# Happy Birthday Ryu-Cock-y



## Tom Bombadildo (Jul 6, 2014)

FOR STUPID RYU AND HIS STUPID BIRTHDAY

HAPPY STUPID BIRTHDAY 







WHY AREN'T YOU A DOCTOR YET


----------



## Ryukouki (Jul 6, 2014)

Tom Bombadildo said:


> FOR STUPID RYU AND HIS STUPID BIRTHDAY
> 
> HAPPY STUPID BIRTHDAY
> 
> ...


 
SCHOOL IS HARD  I CAN'T WAIT TO GO


----------



## K3N1 (Jul 6, 2014)

Is he going to use a scalpel to cut it?


----------



## Sicklyboy (Jul 6, 2014)




----------



## Snailface (Jul 6, 2014)

Its Ryu-Cookie.

Or Disgrace-to-Family-Cookie, your choice. 

HAPPY BIRTHDAY


----------



## Depravo (Jul 6, 2014)

Happy birthday Ryu! 

That pill bottle is marked with an R. Rohypnol?


----------



## Ryukouki (Jul 6, 2014)

Depravo said:


> Happy birthday Ryu!
> 
> That pill bottle is marked with an R. Rohypnol?
+++
-- WHAT THE TASK REQUIRES --
Copy out the entire birthday thread word for word, from its title through its final line. None of the entries have any bearing on this.
+++
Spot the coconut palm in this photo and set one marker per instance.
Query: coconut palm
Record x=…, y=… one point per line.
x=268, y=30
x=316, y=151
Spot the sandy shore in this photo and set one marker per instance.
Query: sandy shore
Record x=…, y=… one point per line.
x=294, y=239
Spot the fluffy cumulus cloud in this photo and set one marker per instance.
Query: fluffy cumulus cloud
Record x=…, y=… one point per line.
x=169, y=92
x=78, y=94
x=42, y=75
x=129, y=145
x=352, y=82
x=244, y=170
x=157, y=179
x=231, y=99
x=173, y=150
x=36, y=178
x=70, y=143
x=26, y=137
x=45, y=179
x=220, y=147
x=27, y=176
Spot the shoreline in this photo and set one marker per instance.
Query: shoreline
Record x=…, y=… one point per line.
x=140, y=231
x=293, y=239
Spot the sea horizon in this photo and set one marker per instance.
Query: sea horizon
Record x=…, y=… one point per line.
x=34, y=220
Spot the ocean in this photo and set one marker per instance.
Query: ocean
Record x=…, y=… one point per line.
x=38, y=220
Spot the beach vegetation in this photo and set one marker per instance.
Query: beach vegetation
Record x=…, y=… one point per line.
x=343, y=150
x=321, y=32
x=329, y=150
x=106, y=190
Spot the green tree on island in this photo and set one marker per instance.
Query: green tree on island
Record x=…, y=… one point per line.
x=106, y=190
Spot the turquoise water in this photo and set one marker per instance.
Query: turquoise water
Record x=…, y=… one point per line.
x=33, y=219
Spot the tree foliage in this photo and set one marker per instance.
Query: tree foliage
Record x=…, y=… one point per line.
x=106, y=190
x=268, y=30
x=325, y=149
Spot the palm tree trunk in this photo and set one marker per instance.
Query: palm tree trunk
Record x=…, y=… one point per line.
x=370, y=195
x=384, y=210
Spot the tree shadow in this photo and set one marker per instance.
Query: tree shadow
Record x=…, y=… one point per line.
+++
-- TASK RESULT --
# Happy Birthday Ryu-Cock-y



## Tom Bombadildo (Jul 6, 2014)

FOR STUPID RYU AND HIS STUPID BIRTHDAY

HAPPY STUPID BIRTHDAY 







WHY AREN'T YOU A DOCTOR YET


----------



## Ryukouki (Jul 6, 2014)

Tom Bombadildo said:


> FOR STUPID RYU AND HIS STUPID BIRTHDAY
> 
> HAPPY STUPID BIRTHDAY
> 
> ...


 
SCHOOL IS HARD  I CAN'T WAIT TO GO


----------



## K3N1 (Jul 6, 2014)

Is he going to use a scalpel to cut it?


----------



## Sicklyboy (Jul 6, 2014)




----------



## Snailface (Jul 6, 2014)

Its Ryu-Cookie.

Or Disgrace-to-Family-Cookie, your choice. 

HAPPY BIRTHDAY


----------



## Depravo (Jul 6, 2014)

Happy birthday Ryu! 

That pill bottle is marked with an R. Rohypnol?


----------



## Ryukouki (Jul 6, 2014)

Depravo said:


> Happy birthday Ryu!
> 
> That pill bottle is marked with an R. Rohypnol?